• Goal: Please find every row below that contains the word "door", matching case exactly, and copy each of those rows in full.

• Entries shown:
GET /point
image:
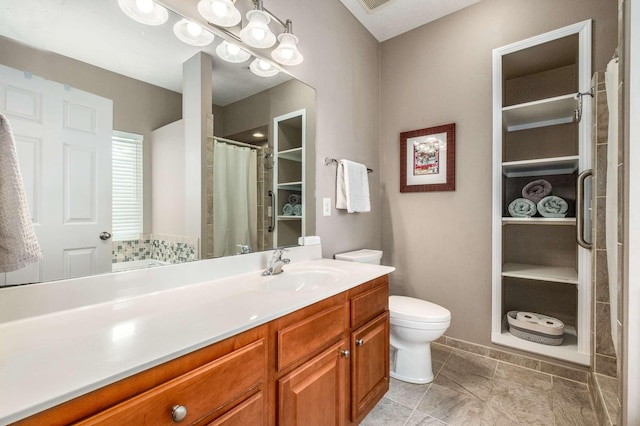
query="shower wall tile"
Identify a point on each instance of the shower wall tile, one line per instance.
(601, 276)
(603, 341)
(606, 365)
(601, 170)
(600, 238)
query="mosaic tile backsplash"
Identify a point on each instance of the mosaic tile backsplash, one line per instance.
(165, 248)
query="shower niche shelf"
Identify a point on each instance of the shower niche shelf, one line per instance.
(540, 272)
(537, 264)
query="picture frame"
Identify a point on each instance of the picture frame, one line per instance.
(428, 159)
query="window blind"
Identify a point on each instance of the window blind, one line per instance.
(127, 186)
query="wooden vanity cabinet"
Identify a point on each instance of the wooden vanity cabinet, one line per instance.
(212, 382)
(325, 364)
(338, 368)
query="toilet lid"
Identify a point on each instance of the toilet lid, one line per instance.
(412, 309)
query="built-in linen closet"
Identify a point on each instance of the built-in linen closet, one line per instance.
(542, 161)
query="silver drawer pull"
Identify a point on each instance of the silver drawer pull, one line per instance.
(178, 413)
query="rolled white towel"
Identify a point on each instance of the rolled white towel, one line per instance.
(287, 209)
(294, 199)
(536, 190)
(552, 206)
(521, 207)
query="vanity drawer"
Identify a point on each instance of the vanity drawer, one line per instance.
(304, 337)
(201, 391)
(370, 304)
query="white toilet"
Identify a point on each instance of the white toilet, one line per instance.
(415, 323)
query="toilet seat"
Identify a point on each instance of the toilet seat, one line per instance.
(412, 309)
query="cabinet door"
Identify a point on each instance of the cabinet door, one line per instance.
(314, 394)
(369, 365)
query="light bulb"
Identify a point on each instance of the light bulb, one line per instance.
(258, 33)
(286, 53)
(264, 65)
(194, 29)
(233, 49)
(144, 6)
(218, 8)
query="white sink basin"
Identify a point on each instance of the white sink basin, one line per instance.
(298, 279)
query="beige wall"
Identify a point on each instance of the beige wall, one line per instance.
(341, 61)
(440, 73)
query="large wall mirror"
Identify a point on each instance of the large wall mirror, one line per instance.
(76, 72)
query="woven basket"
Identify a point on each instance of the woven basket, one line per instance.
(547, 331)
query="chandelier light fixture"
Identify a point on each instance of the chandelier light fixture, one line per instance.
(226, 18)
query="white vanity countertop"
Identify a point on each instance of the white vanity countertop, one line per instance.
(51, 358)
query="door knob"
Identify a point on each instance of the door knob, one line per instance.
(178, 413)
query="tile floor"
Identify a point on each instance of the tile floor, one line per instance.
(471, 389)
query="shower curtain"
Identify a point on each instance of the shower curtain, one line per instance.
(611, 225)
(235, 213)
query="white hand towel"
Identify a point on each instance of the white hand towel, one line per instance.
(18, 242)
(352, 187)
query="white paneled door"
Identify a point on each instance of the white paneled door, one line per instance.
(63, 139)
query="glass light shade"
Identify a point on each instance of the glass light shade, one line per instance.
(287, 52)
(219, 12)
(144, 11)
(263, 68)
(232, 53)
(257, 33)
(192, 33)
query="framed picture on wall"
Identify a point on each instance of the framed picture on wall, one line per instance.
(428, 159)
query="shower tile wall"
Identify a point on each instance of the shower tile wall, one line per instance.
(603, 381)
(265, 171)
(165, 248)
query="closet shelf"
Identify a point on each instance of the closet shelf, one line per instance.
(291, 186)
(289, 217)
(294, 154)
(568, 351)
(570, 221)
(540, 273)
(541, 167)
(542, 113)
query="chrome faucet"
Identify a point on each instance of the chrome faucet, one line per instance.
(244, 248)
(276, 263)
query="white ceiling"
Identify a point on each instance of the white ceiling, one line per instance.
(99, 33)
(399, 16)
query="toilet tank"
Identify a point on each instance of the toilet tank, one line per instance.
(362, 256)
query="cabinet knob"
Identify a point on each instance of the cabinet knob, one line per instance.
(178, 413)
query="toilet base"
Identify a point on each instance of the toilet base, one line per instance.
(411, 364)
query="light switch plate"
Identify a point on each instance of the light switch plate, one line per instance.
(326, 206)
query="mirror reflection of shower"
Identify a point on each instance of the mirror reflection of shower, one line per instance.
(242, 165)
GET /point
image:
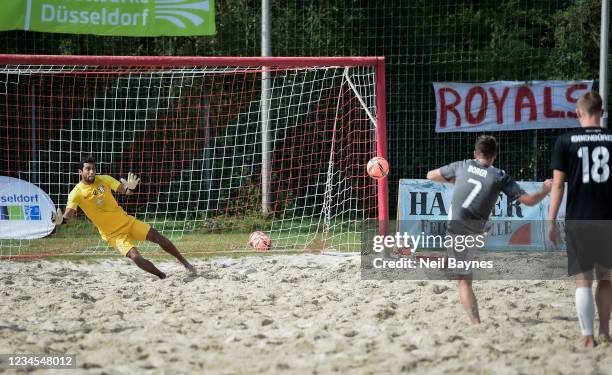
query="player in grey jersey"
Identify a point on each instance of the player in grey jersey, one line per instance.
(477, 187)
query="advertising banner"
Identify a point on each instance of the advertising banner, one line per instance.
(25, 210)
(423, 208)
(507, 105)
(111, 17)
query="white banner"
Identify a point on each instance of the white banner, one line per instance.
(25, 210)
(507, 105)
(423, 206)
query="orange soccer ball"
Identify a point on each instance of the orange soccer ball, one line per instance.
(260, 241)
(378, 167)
* * *
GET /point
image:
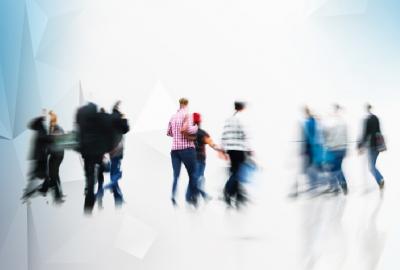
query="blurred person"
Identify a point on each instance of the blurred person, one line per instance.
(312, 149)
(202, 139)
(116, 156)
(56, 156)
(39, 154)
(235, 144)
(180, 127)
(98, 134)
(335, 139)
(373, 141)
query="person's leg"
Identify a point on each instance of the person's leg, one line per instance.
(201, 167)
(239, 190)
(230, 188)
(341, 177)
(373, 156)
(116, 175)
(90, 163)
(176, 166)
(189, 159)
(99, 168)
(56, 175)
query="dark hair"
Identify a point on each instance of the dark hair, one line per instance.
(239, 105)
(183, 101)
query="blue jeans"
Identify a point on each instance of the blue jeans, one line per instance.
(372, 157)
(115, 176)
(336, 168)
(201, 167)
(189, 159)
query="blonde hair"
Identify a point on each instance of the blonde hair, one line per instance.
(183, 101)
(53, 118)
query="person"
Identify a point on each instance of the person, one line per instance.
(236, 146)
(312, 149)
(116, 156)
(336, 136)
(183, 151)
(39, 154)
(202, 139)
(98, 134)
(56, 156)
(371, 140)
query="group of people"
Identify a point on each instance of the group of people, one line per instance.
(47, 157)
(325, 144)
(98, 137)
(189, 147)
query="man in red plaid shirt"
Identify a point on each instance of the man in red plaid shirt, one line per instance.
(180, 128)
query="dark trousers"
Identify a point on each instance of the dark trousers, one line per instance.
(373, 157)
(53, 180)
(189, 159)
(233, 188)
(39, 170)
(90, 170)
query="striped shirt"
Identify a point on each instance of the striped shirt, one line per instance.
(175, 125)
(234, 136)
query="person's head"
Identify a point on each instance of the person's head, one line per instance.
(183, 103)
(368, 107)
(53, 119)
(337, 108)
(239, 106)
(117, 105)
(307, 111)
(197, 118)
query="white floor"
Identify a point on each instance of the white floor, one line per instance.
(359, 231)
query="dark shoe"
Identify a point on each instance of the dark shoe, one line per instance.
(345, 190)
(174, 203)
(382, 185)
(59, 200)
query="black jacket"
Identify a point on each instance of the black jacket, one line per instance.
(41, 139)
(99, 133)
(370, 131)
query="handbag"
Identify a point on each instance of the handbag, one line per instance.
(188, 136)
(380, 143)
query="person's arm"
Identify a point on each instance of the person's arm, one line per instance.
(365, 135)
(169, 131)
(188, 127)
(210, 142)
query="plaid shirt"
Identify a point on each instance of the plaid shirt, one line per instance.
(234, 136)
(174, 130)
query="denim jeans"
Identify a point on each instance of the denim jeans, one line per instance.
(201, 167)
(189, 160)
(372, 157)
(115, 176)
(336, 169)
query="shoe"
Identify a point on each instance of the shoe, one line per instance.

• Result below:
query="cabinet door"
Identify a point on each instance of the cabinet door, one line per instance.
query="door knob"
Identify a point on each instance of the door knob, one line per instance.
query="white paneled door"
Identify a point on each instance of the white paneled door, one line per instance.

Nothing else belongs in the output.